### DATA TO USE
►

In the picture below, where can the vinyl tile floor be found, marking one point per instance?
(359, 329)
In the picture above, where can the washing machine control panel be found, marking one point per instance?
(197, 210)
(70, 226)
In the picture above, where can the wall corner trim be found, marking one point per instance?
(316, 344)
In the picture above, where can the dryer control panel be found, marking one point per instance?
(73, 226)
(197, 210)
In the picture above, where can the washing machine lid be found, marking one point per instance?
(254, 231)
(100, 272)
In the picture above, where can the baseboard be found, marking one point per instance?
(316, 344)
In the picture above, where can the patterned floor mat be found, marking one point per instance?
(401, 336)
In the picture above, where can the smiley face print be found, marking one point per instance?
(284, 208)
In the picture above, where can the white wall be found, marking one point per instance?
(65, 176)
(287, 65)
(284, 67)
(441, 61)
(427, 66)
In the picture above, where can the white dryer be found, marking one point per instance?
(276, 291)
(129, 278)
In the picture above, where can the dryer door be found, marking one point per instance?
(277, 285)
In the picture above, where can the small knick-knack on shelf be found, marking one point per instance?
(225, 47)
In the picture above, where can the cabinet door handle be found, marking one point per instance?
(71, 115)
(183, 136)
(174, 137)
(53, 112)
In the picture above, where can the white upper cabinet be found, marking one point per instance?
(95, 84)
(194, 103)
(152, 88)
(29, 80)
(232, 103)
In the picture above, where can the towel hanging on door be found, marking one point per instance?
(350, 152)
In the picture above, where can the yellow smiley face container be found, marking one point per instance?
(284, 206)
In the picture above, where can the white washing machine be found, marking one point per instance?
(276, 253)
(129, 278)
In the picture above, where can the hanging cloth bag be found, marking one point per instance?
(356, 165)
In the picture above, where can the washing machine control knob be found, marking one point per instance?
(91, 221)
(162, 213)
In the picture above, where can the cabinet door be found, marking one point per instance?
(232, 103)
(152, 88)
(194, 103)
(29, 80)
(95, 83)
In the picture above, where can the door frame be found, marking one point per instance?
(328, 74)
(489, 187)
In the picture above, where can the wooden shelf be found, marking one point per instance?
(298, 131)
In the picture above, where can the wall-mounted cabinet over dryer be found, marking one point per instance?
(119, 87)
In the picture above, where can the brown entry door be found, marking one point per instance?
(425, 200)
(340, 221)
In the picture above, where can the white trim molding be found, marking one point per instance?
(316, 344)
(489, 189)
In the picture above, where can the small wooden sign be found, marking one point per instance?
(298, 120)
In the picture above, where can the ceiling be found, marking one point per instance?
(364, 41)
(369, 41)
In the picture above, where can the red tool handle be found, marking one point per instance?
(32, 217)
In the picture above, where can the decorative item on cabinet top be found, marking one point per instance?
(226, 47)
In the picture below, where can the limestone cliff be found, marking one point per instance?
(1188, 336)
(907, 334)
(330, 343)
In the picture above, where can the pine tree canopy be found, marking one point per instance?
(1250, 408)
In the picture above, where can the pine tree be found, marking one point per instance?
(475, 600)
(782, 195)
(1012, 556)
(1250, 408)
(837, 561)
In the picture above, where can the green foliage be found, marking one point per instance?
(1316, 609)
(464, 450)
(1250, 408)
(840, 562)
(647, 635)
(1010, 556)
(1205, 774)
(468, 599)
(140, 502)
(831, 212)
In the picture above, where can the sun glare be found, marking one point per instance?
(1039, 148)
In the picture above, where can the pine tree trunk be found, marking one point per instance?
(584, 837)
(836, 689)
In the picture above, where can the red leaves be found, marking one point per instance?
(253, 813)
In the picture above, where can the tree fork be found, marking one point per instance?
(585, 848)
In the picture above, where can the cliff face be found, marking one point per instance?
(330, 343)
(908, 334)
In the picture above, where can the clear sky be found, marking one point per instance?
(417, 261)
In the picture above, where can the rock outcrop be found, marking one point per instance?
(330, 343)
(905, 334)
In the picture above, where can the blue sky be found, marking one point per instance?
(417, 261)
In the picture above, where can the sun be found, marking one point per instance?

◄

### INSTRUCTIONS TO FOLLOW
The reply is to be an exact copy of the listing.

### RESULT OF THE EXERCISE
In the picture below, where can the vinyl tile floor be found, marking one point per instance?
(359, 329)
In the picture above, where can the washing machine control panel be found, marking one point per instance?
(197, 210)
(70, 226)
In the picture above, where can the wall corner trim be found, marking one point per instance?
(316, 344)
In the picture above, where can the dryer control panel be found, marking one point per instance?
(73, 226)
(197, 210)
In the picture above, where can the washing machine lid be found, marking one point per instance?
(254, 231)
(100, 272)
In the picture above, where can the baseboard be found, marking one point per instance?
(316, 344)
In the picture above, where can the patterned floor mat be found, marking one point per instance?
(401, 336)
In the picture above, where can the smiley face print be found, marking one point per instance?
(284, 208)
In the picture above, where can the white wall be found, marking one point per instance?
(65, 176)
(287, 65)
(284, 67)
(441, 61)
(427, 66)
In the picture above, where can the white dryer be found, marking one point per instance?
(276, 291)
(129, 278)
In the picture above, where can the dryer door be found, marking one point per instance?
(277, 285)
In the picture above, where can the small knick-knack on shelf be found, marking one point per instance?
(225, 47)
In the picture above, where can the cabinet door handle be found, marking one point per instance?
(71, 115)
(183, 136)
(174, 137)
(53, 112)
In the picture above, where can the white upper cabinet be found, marking one point per instance?
(95, 84)
(194, 103)
(152, 88)
(29, 80)
(232, 103)
In the picture above, where can the towel hanging on door be found, marking one point per instance?
(350, 152)
In the picture above, where can the yellow smiley face container be found, marking one point per instance?
(284, 206)
In the picture above, where can the white washing machine be found, marking one point per instance?
(276, 253)
(129, 278)
In the picture above, where can the hanging cloth bag be found, marking one point per instance?
(356, 165)
In the picture above, where can the washing machine control knob be found, marking one point per instance?
(91, 221)
(162, 213)
In the picture above, where can the cabinet door be found, marking one point per instance?
(232, 103)
(152, 88)
(194, 103)
(29, 80)
(95, 83)
In the picture above, where can the door frame be found, marking one point per instance?
(328, 74)
(489, 187)
In the picture above, where can the wooden shelf be found, marking one point per instance?
(298, 131)
In the picture above, where can the wall-mounted cabinet over dryer be found, marking one point per instance?
(119, 87)
In the picture above, where can the brown entry door be found, marking one point per instance?
(425, 200)
(340, 221)
In the picture above, where can the white trim molding be found, marking one point per instance?
(316, 344)
(489, 189)
In the picture above, where can the small wooden sign be found, marking one point per instance?
(298, 120)
In the picture above, where can the ceiling be found, marking one point per instance?
(364, 41)
(369, 41)
In the picture above, where can the red tool handle be found, marking one point per instance?
(32, 217)
In the picture above, where can the decorative item on cabinet top be found, marking one point per instance?
(226, 47)
In the picture below, where can the limestone cliff be found, marking one point per instance?
(1188, 336)
(907, 334)
(330, 343)
In the picture above, where can the pine tree canopy be found, marking one point per instance?
(1250, 408)
In the picture above, where can the pine tree be found, marking one point per instance?
(475, 600)
(782, 195)
(1012, 556)
(1250, 408)
(837, 561)
In the picture above, where can the green foliage be found, marking one point per instance?
(1316, 609)
(464, 450)
(1250, 408)
(840, 562)
(647, 635)
(1010, 556)
(1205, 774)
(468, 599)
(140, 502)
(831, 212)
In the picture above, where can the sun glare be found, marking one point per instance?
(1039, 148)
In the picture above, where can the pine tree trunk be found, marking one point per instance?
(584, 837)
(836, 689)
In the picture above, where can the red leaves be found, marking one point per instance?
(253, 813)
In the picture above, where can the tree fork be found, marking one point per instance?
(585, 848)
In the picture above, where can the cliff face be found, marking one point per instance?
(330, 343)
(908, 334)
In the picture above, where can the clear sky be found, marking one point per instance?
(417, 261)
In the picture above, where can the rock outcrop be found, marking one point per instance?
(330, 343)
(905, 334)
In the picture above, where can the blue sky be found, marking one point per instance?
(417, 261)
In the picture above, where can the sun be found, marking one point per instance?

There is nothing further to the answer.